>> start Record list

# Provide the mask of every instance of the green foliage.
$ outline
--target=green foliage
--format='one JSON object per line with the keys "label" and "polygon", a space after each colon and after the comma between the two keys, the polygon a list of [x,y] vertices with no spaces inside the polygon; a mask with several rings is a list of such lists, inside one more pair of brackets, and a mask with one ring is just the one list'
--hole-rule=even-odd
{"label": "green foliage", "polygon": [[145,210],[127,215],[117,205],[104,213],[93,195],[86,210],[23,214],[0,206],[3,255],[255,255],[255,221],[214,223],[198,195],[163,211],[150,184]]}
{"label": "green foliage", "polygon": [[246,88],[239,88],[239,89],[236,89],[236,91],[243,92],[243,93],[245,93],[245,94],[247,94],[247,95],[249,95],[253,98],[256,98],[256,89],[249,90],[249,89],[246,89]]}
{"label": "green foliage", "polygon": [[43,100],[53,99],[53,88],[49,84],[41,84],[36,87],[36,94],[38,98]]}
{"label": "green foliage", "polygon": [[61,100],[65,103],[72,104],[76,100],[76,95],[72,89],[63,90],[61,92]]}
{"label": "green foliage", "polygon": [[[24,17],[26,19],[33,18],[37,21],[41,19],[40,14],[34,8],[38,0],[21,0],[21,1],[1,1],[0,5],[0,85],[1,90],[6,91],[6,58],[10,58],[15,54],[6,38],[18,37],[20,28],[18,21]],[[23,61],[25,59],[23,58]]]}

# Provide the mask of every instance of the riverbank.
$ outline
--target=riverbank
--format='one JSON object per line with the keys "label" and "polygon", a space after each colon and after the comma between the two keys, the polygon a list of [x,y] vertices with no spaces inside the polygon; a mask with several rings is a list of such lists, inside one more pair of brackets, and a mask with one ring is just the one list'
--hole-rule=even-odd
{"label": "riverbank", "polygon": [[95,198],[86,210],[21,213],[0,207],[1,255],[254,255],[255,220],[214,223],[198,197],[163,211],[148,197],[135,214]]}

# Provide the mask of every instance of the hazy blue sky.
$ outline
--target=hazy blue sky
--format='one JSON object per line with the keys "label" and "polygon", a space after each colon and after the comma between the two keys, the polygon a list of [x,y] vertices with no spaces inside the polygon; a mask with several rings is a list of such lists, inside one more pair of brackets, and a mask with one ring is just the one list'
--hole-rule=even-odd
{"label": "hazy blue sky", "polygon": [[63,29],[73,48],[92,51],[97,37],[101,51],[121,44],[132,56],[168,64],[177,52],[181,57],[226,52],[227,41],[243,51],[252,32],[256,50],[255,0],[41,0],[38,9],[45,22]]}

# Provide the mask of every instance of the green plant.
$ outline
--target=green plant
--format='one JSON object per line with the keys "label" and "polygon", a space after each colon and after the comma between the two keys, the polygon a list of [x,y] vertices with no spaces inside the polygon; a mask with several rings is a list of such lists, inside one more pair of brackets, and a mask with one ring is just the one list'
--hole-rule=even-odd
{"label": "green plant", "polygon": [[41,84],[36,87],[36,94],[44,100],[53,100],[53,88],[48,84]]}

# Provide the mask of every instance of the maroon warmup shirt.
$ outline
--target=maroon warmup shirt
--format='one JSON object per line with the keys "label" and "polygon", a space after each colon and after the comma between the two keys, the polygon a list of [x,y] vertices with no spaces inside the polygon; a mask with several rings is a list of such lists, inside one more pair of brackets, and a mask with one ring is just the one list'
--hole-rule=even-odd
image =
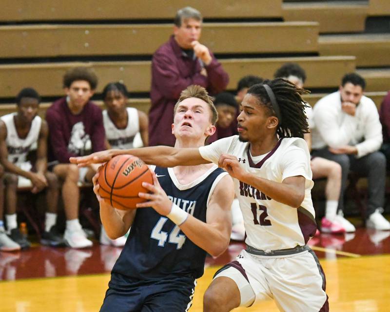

>> end Record list

- Given problem:
Rewrite the entries with every "Provide" swapped for "Return", leaving everything else unchanged. Omit the pictures.

- Result of the exercise:
# Return the mask of every instance of the green foliage.
$ outline
--target=green foliage
--format='one JSON object per line with the keys "label" and "polygon", a space after each colon and after the comma between the two keys, the polygon a list of [x,y] vertices with no spaces inside the polygon; a mask with several rings is a list of such lists, inside one more pair of brackets, and a mask with one ring is just the one list'
--hole-rule=even-odd
{"label": "green foliage", "polygon": [[145,210],[127,215],[117,205],[104,213],[93,195],[86,210],[23,214],[0,206],[3,255],[255,255],[255,221],[214,223],[198,195],[163,211],[150,184]]}
{"label": "green foliage", "polygon": [[246,88],[239,88],[239,89],[236,89],[236,91],[243,92],[243,93],[245,93],[245,94],[247,94],[247,95],[249,95],[253,98],[256,98],[256,89],[249,90],[249,89],[246,89]]}
{"label": "green foliage", "polygon": [[43,100],[53,99],[53,88],[49,84],[41,84],[36,87],[36,94],[38,98]]}
{"label": "green foliage", "polygon": [[61,100],[65,103],[72,104],[76,100],[76,95],[72,89],[63,90],[61,92]]}
{"label": "green foliage", "polygon": [[[24,17],[26,19],[33,18],[37,21],[41,19],[40,14],[34,8],[38,0],[21,0],[21,1],[1,1],[0,5],[0,85],[1,90],[6,91],[6,58],[10,58],[15,54],[6,38],[18,37],[20,28],[18,21]],[[23,61],[25,59],[23,58]]]}

# Return the mask of every instance of the riverbank.
$ outline
--target=riverbank
--format='one JSON object per line with the keys "label" and "polygon", a space after each colon and after the comma between the two keys, the polygon a list of [x,y] vertices with no spaces inside the polygon; a mask with several rings is a list of such lists, inside one more pair of brackets, and a mask with one ring is just the one list'
--hole-rule=even-odd
{"label": "riverbank", "polygon": [[95,198],[86,210],[21,213],[0,207],[1,255],[254,255],[255,220],[214,223],[198,197],[163,211],[148,197],[135,214]]}

# Return the mask of every instance of the hazy blue sky.
$ outline
--target=hazy blue sky
--format='one JSON object per line with the keys "label" and "polygon", a space after each colon and after the comma between the two keys, the polygon a list of [x,y] vertices with no spaces inside the polygon; a mask with several rings is a list of such lists, inside one more pair of brackets, and a mask with one ring is just the one list'
--hole-rule=even-odd
{"label": "hazy blue sky", "polygon": [[63,29],[73,48],[92,51],[97,37],[101,51],[121,44],[132,56],[168,64],[177,52],[181,57],[226,52],[227,41],[243,51],[252,32],[256,50],[255,0],[41,0],[38,9],[45,22]]}

# Return the mask of every instance of the green plant.
$ outline
--target=green plant
--format='one JSON object per line with the keys "label" and "polygon", a space after each colon and after the comma between the two keys, the polygon a list of [x,y] vertices with no spaces inside the polygon; a mask with several rings is a list of such lists, inside one more pair of brackets, and a mask with one ring is just the one list'
--hole-rule=even-odd
{"label": "green plant", "polygon": [[41,84],[36,87],[36,94],[44,100],[53,100],[53,88],[48,84]]}

# Return the mask of every instance of the maroon warmup shirt.
$ outline
--target=maroon warmup shirt
--format='one JSON object per line with the keys "label" and "polygon", a space after each colon and after the comma between the two keys, the polygon a list of [x,y] vertices with no spaces inside the polygon; a mask with several rings is a list of such lists, inside one more pair of brackets, and a mask with one ring is just the one list'
--hole-rule=even-odd
image =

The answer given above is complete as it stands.